— begin LISTED ENTRIES —

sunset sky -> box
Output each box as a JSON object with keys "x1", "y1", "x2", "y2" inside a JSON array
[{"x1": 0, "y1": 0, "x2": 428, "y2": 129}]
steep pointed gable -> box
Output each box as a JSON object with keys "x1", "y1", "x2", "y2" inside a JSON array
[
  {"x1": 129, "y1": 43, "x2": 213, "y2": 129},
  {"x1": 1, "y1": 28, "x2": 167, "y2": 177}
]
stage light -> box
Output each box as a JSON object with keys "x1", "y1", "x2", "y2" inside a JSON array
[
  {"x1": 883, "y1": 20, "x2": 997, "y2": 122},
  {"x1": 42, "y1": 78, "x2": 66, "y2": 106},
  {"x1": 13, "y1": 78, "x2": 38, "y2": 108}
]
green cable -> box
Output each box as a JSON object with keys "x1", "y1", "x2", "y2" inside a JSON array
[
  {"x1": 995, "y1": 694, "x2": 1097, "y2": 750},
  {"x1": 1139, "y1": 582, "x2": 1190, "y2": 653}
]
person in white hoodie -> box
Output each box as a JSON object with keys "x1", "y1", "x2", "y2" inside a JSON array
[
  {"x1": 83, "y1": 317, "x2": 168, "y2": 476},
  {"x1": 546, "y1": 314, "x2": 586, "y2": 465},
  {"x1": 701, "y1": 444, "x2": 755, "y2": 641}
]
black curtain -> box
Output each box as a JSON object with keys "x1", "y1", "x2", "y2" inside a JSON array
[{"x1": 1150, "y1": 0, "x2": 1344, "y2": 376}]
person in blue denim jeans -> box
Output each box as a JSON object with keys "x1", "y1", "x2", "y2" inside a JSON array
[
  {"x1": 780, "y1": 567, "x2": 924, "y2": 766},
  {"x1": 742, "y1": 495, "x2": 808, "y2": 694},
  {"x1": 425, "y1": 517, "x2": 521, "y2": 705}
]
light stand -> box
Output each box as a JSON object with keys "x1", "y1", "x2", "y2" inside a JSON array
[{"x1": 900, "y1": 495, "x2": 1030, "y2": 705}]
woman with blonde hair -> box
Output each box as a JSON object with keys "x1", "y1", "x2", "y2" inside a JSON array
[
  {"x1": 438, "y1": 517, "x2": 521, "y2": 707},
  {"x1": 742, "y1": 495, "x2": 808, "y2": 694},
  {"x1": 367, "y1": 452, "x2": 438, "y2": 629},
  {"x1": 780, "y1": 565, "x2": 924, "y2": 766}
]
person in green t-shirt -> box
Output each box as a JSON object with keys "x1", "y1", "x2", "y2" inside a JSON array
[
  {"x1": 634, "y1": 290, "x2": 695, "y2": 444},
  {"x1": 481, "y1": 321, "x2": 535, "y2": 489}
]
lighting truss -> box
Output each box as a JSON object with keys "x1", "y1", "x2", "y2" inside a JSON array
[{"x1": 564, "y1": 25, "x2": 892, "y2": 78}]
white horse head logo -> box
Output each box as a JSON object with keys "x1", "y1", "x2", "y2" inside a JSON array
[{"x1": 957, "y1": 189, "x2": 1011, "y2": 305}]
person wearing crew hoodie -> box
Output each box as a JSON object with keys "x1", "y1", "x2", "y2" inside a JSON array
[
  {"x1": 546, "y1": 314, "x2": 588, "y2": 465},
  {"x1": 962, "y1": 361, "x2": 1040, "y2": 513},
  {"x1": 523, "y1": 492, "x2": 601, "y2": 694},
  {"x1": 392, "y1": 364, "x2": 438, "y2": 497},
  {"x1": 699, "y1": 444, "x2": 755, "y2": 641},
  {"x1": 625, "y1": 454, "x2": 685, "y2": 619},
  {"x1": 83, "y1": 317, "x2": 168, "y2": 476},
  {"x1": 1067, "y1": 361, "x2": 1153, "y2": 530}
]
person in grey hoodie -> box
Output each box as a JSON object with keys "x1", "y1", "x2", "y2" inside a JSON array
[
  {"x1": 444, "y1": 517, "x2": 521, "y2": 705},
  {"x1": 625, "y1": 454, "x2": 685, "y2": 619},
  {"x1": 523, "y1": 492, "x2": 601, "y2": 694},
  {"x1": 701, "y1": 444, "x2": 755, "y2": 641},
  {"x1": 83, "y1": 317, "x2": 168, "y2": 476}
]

— end LISTED ENTRIES —

# WHAT YOU WILL DO
Rewrite every line from the one containing "person in green t-shirt -> box" through the end of the rows, both ends included, keeping the requests as they are. Multiply each bounding box coordinate in the answers by 1.45 and round to whole numbers, with halves rounded up.

# TASK OUTPUT
person in green t-shirt -> box
Output each box as a JSON object with keys "x1", "y1", "x2", "y2" inside a JSON array
[
  {"x1": 919, "y1": 421, "x2": 1008, "y2": 644},
  {"x1": 697, "y1": 465, "x2": 776, "y2": 709}
]
lighting truss -> box
Output each box as a JSON object with keys "x1", "y1", "x2", "y2" inside a JSON array
[{"x1": 818, "y1": 36, "x2": 1293, "y2": 113}]
white horse head logo -> box
Output each box as a JSON object with keys "x1", "y1", "x2", "y2" inside a JSON array
[{"x1": 1388, "y1": 274, "x2": 1466, "y2": 442}]
person wearing crew hoodie -> box
Output each box as a JSON object with keys "x1", "y1", "x2", "y2" inside a JSON array
[
  {"x1": 792, "y1": 455, "x2": 853, "y2": 674},
  {"x1": 1395, "y1": 523, "x2": 1508, "y2": 744},
  {"x1": 758, "y1": 713, "x2": 871, "y2": 1006},
  {"x1": 568, "y1": 528, "x2": 635, "y2": 721},
  {"x1": 1014, "y1": 644, "x2": 1095, "y2": 929},
  {"x1": 906, "y1": 658, "x2": 993, "y2": 898},
  {"x1": 120, "y1": 460, "x2": 244, "y2": 690},
  {"x1": 1547, "y1": 523, "x2": 1672, "y2": 769}
]
person in grey hoodie -> box
Output each box as a JSON object with keys "x1", "y1", "x2", "y2" inside a JSON array
[
  {"x1": 644, "y1": 750, "x2": 755, "y2": 1022},
  {"x1": 906, "y1": 658, "x2": 993, "y2": 898},
  {"x1": 758, "y1": 713, "x2": 871, "y2": 1006},
  {"x1": 1016, "y1": 644, "x2": 1095, "y2": 929},
  {"x1": 120, "y1": 460, "x2": 244, "y2": 690}
]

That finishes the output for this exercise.